Reproduce all of the material below word for word, leaving out the pictures.

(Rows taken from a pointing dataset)
· · · · · · ·
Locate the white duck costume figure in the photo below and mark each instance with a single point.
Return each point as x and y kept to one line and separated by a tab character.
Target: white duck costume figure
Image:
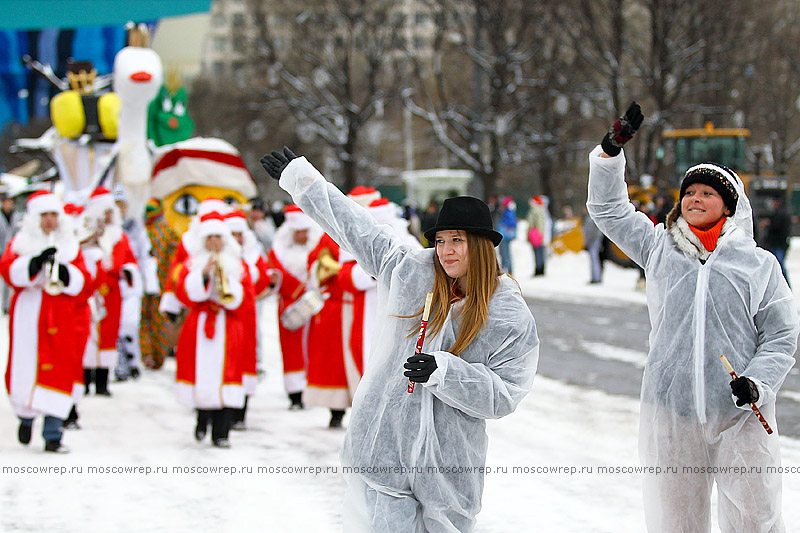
138	75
· · · · · · ·
**Solution for this problem**
Locate the white duck costume figure in the photo below and mark each instance with a single point.
Return each point as x and y kept to one line and separated by a tab character.
Target: white duck costume figure
Image:
138	75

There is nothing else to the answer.